**Passage shown**:
Striking yellow mosaic symptoms and stunting of winter wheat (Triticum aestivum L. 'Madsen') were observed in late March and early April in a field near Scappoose, Oregon. Approximately I ha within a 22-ha field was affected. Light microscopy revealed large, brown, vacuolate inclusions in epidermal cells of symptomatic wheat stained with calcomine-orange and Luxol brilliant green, characteristic of wheat soilborne mosaic virus (WSBMV) infection. WSBMV in leaf extracts was confirmed by immunosorbent electron microscopy, using a WSBMV-specific rabbit antiserum (E. M. Ball, University of Nebraska); rigid, rodlike particles 18 nm wide and of two length classes, 65-105 and 270-390 nm, were observed. A Nebraska isolate of WSBMV used as a control had particles about 17 nm wide and 89-102 and 218-359 nm long. Reverse transcriptase polymerase chain reaction (PCR) assays of these diseased wheat samples using primers specific to WSBMV RNA-2 (1) (5-ATGCTTAATGGCGTGAGTAA-3' and 5'-CTCGAACCTTCCCATTTCAA-3') amplified an approximately 380-bp product, as did WSBMV controls. The PCR products hybridized strongly with a full-length WSBMV RNA-2 cDNA clone. This is the first report of WSBMV occurring west of the central Great Plains of the United States and represents a significant expansion of the range of the virus

Reference: (1) R. E. Pennington et al. (Abstr.) Phytopathology 82:1147, 1992.

**Provided information**:
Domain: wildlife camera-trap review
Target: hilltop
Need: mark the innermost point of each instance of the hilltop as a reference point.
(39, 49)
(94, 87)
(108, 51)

**What you will do**: In the disease report, condense the paragraph that begins "Striking yellow mosaic symptoms" into a bulleted list that keeps its main facts.

**Final answer**:
- Winter wheat ('Madsen') near Scappoose, Oregon, showed striking yellow mosaic and stunting in late March and early April; part of a 22-ha field was affected.
- Light microscopy of stained epidermal cells found large, brown, vacuolate inclusions typical of wheat soilborne mosaic virus (WSBMV).
- Immunosorbent electron microscopy with a WSBMV-specific antiserum confirmed the virus. It showed rigid rodlike particles 18 nm wide in two length classes, 65-105 nm and 270-390 nm. A Nebraska control isolate had similar particles.
- RT-PCR with primers specific to WSBMV RNA-2 amplified a product of about 380 bp, as the controls did. The product hybridized strongly with a full-length WSBMV RNA-2 cDNA clone.
- This is the first report of WSBMV west of the central Great Plains of the United States, a significant expansion of the virus's range.